• **Stated exercise**
Reproduce only the stretch of the listing from the line containing "Localize child in" through the line containing "774,615,845,669", changing "puffer jacket" to "winter coat" and leaving everything else untouched.

## begin Materials provided

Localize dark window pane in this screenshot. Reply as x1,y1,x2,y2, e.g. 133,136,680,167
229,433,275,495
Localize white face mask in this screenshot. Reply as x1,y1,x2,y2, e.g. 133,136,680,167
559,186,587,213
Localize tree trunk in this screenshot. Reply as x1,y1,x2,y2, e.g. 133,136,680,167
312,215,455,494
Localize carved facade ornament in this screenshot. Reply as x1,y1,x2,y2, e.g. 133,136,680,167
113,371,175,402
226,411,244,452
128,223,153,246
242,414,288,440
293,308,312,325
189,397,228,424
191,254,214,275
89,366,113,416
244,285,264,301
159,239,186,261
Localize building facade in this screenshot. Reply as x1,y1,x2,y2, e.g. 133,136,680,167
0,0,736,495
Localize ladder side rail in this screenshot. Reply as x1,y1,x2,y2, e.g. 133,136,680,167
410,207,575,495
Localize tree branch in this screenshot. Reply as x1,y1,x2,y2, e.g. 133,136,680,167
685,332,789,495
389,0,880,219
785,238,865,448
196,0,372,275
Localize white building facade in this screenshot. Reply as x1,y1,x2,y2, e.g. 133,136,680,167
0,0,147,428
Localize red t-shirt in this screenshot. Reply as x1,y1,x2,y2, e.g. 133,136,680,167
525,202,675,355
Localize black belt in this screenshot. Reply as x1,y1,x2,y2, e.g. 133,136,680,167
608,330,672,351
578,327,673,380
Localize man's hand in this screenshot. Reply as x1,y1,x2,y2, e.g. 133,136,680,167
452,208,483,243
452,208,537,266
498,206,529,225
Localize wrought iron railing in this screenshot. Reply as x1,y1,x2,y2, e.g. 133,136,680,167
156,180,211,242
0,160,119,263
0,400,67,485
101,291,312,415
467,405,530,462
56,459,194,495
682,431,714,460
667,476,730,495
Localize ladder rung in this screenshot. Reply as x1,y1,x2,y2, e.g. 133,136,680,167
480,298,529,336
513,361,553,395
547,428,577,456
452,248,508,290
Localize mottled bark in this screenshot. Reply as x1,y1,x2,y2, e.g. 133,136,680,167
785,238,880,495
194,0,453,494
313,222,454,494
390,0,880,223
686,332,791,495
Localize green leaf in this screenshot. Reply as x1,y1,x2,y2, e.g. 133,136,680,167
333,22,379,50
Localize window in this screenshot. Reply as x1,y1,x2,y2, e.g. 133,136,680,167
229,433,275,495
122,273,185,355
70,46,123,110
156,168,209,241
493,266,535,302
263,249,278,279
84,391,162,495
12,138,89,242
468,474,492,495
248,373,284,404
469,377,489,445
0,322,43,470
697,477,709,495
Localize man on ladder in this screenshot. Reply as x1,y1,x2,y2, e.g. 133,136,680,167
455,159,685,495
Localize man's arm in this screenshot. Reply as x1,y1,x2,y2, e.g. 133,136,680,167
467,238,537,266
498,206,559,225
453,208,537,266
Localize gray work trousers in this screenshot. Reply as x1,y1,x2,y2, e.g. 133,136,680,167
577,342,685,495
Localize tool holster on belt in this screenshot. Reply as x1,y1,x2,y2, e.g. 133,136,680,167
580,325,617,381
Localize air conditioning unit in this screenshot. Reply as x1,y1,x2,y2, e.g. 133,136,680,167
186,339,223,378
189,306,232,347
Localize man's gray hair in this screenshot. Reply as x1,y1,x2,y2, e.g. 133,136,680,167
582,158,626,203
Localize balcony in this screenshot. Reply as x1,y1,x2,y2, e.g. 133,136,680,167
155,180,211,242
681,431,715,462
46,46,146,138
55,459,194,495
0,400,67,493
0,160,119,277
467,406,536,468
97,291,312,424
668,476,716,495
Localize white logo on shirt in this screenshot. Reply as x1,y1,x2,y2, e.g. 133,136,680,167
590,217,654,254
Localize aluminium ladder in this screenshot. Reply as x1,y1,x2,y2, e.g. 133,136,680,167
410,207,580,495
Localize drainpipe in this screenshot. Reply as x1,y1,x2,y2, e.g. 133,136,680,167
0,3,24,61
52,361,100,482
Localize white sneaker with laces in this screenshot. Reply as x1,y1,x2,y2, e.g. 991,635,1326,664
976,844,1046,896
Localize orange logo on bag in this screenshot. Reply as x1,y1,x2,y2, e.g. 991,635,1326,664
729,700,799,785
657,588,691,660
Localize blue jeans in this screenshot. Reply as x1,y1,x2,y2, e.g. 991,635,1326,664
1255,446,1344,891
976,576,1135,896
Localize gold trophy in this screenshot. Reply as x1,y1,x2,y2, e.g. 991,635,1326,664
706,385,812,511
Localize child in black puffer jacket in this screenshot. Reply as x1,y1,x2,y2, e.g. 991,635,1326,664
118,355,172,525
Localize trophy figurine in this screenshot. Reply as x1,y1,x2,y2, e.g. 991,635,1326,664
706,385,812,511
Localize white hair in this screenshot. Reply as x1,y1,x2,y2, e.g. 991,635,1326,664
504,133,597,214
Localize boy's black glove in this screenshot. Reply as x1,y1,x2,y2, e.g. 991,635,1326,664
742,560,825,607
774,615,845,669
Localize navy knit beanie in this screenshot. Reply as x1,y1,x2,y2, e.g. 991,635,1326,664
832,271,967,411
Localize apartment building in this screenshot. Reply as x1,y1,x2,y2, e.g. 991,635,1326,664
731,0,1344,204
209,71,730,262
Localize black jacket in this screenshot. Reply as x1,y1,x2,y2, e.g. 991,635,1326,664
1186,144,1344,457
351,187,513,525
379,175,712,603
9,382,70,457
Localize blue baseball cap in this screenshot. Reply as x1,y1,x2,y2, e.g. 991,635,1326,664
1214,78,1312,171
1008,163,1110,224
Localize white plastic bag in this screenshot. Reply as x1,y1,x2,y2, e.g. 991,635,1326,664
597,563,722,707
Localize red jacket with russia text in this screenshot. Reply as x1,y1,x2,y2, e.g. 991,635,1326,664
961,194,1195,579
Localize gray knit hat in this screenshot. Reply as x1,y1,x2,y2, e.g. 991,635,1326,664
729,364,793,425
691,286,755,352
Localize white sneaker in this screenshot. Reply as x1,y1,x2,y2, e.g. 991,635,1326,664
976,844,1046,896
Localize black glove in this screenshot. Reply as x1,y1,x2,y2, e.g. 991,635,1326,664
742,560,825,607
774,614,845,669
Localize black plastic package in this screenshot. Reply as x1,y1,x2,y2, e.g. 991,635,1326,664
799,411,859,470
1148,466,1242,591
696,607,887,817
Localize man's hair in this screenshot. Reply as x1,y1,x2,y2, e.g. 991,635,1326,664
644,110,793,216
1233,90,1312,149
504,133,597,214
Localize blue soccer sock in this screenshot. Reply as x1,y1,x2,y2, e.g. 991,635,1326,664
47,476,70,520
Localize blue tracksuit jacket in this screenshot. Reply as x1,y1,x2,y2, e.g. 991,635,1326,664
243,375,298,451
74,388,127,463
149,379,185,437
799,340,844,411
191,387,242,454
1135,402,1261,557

## end Materials provided

• **Response for this exercise**
Localize child in black winter coat in this screenshot. Reply as x1,y1,x2,y2, e.g. 991,635,1326,664
118,355,172,525
Localize trophy figurine in this screenshot. Reply as x1,y1,x2,y2, e.g. 991,635,1326,664
706,385,812,511
Localize white hair in this screenshot. Reply as x1,y1,x2,y2, e.g. 991,635,1326,664
504,133,597,214
Localize boy's black glove in this screenshot. Reply as x1,y1,x2,y2, e.g. 991,635,1326,664
742,560,825,607
774,615,845,669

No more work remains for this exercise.